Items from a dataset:
________

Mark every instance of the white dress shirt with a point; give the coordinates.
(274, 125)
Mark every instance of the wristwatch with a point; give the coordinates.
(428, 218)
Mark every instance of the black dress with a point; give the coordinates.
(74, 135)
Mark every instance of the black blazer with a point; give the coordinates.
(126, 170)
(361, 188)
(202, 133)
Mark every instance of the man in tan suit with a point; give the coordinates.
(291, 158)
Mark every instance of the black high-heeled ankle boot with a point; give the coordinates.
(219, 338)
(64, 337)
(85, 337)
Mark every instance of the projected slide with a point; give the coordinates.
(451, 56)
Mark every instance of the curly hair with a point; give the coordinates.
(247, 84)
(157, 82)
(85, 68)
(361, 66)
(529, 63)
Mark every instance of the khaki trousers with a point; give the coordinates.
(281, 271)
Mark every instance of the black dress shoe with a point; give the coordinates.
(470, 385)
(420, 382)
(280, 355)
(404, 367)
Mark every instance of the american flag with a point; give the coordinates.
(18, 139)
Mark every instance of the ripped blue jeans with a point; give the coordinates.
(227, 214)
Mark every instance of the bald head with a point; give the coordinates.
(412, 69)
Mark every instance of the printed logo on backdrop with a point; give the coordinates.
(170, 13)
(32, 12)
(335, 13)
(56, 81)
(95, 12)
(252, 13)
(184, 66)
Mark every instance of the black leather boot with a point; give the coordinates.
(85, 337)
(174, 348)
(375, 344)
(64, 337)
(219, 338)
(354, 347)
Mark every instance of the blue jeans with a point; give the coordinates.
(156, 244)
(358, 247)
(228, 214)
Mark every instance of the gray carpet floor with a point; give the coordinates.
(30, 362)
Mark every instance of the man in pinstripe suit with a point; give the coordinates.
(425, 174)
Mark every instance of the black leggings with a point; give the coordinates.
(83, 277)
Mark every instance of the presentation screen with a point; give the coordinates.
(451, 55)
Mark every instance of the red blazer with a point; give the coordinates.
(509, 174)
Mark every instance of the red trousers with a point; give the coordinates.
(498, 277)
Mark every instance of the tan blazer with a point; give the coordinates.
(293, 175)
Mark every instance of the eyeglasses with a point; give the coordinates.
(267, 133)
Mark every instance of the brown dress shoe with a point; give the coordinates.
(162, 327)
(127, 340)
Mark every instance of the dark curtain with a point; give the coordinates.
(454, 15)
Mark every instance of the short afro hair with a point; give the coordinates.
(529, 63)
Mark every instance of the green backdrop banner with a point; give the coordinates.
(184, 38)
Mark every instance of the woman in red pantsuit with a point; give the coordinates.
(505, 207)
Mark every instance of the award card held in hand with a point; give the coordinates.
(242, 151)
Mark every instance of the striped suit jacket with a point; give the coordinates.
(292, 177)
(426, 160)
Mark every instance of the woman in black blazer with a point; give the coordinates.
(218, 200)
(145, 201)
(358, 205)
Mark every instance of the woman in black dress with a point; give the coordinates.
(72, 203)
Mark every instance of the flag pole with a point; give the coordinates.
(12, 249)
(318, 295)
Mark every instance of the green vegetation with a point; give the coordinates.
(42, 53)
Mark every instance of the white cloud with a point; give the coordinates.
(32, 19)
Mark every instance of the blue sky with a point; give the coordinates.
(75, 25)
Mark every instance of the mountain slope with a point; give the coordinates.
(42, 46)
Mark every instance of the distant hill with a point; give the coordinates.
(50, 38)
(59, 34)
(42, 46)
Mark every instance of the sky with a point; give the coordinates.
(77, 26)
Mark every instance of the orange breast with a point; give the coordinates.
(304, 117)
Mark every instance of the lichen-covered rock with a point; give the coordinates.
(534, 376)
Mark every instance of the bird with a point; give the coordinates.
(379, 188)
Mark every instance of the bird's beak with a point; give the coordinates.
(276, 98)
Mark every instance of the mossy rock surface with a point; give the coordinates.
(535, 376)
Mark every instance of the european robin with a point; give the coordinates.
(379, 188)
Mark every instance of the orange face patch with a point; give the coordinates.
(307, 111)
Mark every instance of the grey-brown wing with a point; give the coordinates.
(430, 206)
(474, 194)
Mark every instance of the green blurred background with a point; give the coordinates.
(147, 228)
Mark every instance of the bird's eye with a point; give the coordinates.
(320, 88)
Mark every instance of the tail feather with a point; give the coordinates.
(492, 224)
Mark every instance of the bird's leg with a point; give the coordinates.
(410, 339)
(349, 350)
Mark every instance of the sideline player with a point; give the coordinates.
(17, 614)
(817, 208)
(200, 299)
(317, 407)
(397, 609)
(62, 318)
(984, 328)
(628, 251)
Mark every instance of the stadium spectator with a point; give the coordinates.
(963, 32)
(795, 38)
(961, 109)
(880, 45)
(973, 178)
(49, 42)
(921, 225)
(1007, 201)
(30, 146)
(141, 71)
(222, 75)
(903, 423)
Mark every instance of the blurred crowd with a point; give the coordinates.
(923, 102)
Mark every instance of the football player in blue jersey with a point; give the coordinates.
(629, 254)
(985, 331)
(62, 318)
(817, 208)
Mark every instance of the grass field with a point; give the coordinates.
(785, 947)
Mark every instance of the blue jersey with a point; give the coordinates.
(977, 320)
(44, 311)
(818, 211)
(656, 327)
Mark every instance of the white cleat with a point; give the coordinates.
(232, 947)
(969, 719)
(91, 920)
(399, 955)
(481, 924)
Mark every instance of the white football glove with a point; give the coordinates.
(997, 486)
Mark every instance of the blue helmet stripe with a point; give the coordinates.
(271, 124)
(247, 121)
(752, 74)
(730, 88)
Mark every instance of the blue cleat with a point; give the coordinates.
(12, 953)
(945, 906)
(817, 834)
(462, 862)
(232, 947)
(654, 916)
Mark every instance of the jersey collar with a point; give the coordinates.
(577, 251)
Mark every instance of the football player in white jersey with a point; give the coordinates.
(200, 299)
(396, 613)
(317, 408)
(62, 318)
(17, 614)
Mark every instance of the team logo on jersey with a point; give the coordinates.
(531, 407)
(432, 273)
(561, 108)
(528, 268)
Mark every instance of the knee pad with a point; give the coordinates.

________

## GOAL OF THE EXERCISE
Give the lines of the records as a JSON list of strings, one string per line, with blank lines left out.

## THE RESPONSE
[
  "Mark every instance of the white dress shirt with a point; give the coordinates.",
  "(274, 125)",
  "Mark every instance of the wristwatch with a point; give the coordinates.",
  "(428, 218)",
  "Mark every instance of the black dress with a point; give the coordinates.",
  "(74, 135)",
  "Mark every instance of the black blazer with a point; give the coordinates.",
  "(126, 170)",
  "(361, 188)",
  "(202, 133)",
  "Mark every instance of the man in tan suit with a point; give the coordinates.",
  "(291, 158)",
  "Mark every instance of the black high-heeled ankle boot with a point; give the coordinates.",
  "(219, 338)",
  "(64, 337)",
  "(85, 337)",
  "Mark every instance of the projected slide with a point; give the coordinates.",
  "(451, 56)",
  "Mark every instance of the curly hair with a point; give the coordinates.",
  "(247, 84)",
  "(157, 82)",
  "(85, 68)",
  "(361, 66)",
  "(529, 63)",
  "Mark every instance of the khaki trousers with a point; give the coordinates.",
  "(281, 271)",
  "Mark every instance of the black dress shoe with a point; give the coordinates.",
  "(470, 385)",
  "(420, 382)",
  "(280, 355)",
  "(404, 367)",
  "Mark every instance of the american flag with a point; give the coordinates.",
  "(18, 139)",
  "Mark every instance of the ripped blue jeans with a point; give the coordinates.",
  "(227, 214)",
  "Mark every instance of the bald head with a point; give the coordinates.",
  "(412, 69)",
  "Mark every instance of the printed logo on backdrop with a point; give the coordinates.",
  "(170, 13)",
  "(32, 12)",
  "(335, 13)",
  "(56, 81)",
  "(95, 12)",
  "(252, 13)",
  "(184, 66)",
  "Mark every instance of the black leather boot with a point; give the coordinates.",
  "(85, 337)",
  "(174, 348)",
  "(375, 344)",
  "(64, 337)",
  "(219, 338)",
  "(354, 347)",
  "Mark every instance of the blue jeans with a point; give the coordinates.",
  "(156, 244)",
  "(358, 247)",
  "(228, 214)",
  "Mark every instance of the gray carpet floor with a point; give the coordinates.",
  "(30, 362)",
  "Mark every instance of the man in pinstripe suit with a point; give the coordinates.",
  "(425, 174)",
  "Mark every instance of the black leggings with a point; give the coordinates.",
  "(83, 277)",
  "Mark every instance of the presentation screen with a point; give the coordinates.",
  "(451, 55)",
  "Mark every instance of the red blazer with a point; give the coordinates.",
  "(509, 174)",
  "Mark every instance of the red trousers with a point; give the coordinates.",
  "(498, 277)",
  "Mark every instance of the tan blazer with a point; give the coordinates.",
  "(293, 175)",
  "Mark every instance of the eyeglasses with a point; give the coordinates.",
  "(267, 133)",
  "Mark every instance of the brown dress shoe with a point; give the coordinates.",
  "(162, 327)",
  "(127, 340)",
  "Mark every instance of the dark curtain with a point; give the coordinates.",
  "(454, 15)",
  "Mark every instance of the short afro hair with a point; give the coordinates.",
  "(529, 63)",
  "Mark every instance of the green backdrop banner with a point; give the coordinates.",
  "(184, 38)",
  "Mark every instance of the woman in red pantsuit with a point; give the coordinates.",
  "(505, 207)",
  "Mark every instance of the award card held in hand with a point; give the coordinates.",
  "(242, 151)",
  "Mark every instance of the striped suit jacket with a point; give the coordinates.",
  "(292, 177)",
  "(426, 160)",
  "Mark every instance of the woman in black blazer with a point; give the coordinates.",
  "(218, 200)",
  "(145, 201)",
  "(358, 205)",
  "Mark every instance of the woman in black dress with a point; give the coordinates.",
  "(72, 203)",
  "Mark every instance of the flag pole with a point; give the coordinates.",
  "(12, 249)",
  "(318, 295)",
  "Mark every instance of the green vegetation with a point; give the coordinates.",
  "(42, 53)",
  "Mark every instance of the white cloud with a point; give the coordinates.",
  "(32, 19)",
  "Mark every instance of the blue sky with a point; give the coordinates.",
  "(75, 25)",
  "Mark every instance of the mountain slope with a point; give the coordinates.",
  "(42, 46)",
  "Mark every instance of the distant hill with a point; give the coordinates.",
  "(50, 38)",
  "(59, 34)",
  "(42, 46)",
  "Mark every instance of the sky with a point; give the coordinates.",
  "(77, 26)",
  "Mark every instance of the orange breast with a point; give the coordinates.",
  "(304, 117)",
  "Mark every instance of the lichen-covered rock with a point; give the coordinates.",
  "(534, 376)",
  "Mark every instance of the bird with a point; give the coordinates.",
  "(379, 188)",
  "Mark every instance of the bird's beak with a point; give the coordinates.",
  "(276, 98)",
  "Mark every instance of the mossy rock surface with a point; give the coordinates.",
  "(535, 376)",
  "Mark every instance of the european robin with a point; give the coordinates.",
  "(379, 188)",
  "Mark every instance of the orange face patch with a point; give the coordinates.",
  "(307, 111)",
  "Mark every instance of the grey-brown wing with a point; give the coordinates.",
  "(430, 206)",
  "(474, 194)",
  "Mark every instance of the green blurred background with a point; give the coordinates.",
  "(147, 228)",
  "Mark every instance of the bird's eye with a point; give the coordinates.",
  "(320, 88)",
  "Mark every instance of the tail feather with a point; give the coordinates.",
  "(492, 224)",
  "Mark every instance of the bird's leg with a point; give the coordinates.",
  "(410, 339)",
  "(349, 350)",
  "Mark every instance of the sideline player with a point; give the coordinates.",
  "(17, 614)",
  "(817, 208)",
  "(200, 299)",
  "(317, 407)",
  "(397, 609)",
  "(62, 318)",
  "(984, 328)",
  "(628, 251)",
  "Mark every instance of the stadium spectator with a point; give the coordinates.",
  "(963, 32)",
  "(795, 38)",
  "(961, 109)",
  "(880, 45)",
  "(973, 178)",
  "(49, 42)",
  "(921, 225)",
  "(1007, 201)",
  "(30, 146)",
  "(141, 71)",
  "(222, 75)",
  "(903, 423)",
  "Mark every instance of the blurred crowd with a point; give the coordinates.",
  "(923, 102)",
  "Mark every instance of the football player in blue jersey with a point; give the coordinates.",
  "(629, 254)",
  "(985, 331)",
  "(62, 318)",
  "(817, 208)",
  "Mark every instance of the grass field with a point; give the coordinates.",
  "(785, 947)",
  "Mark every instance of the blue jersey with a point; give the coordinates.",
  "(977, 320)",
  "(44, 311)",
  "(818, 211)",
  "(656, 327)",
  "Mark every instance of the white cleat with a point; give the coordinates.",
  "(232, 947)",
  "(969, 719)",
  "(91, 920)",
  "(399, 955)",
  "(481, 924)",
  "Mark every instance of the white football glove with a point; give the coordinates.",
  "(997, 486)",
  "Mark every instance of the blue helmet stripe with a point; give the coordinates.",
  "(271, 124)",
  "(247, 121)",
  "(752, 74)",
  "(730, 88)",
  "Mark every instance of the blue cleat with a point; give the coordinates.",
  "(12, 953)",
  "(945, 906)",
  "(817, 834)",
  "(462, 862)",
  "(232, 947)",
  "(654, 916)",
  "Mark every instance of the jersey collar with a point; give the coordinates.",
  "(577, 251)",
  "Mark every instance of the football player in white jersey with a point; give the coordinates.",
  "(200, 299)",
  "(396, 613)",
  "(317, 408)",
  "(62, 318)",
  "(17, 614)",
  "Mark every instance of the team logo on jersey with a point; give the coordinates.",
  "(531, 407)",
  "(432, 273)",
  "(561, 108)",
  "(528, 268)",
  "Mark every instance of the knee pad with a point; give the coordinates."
]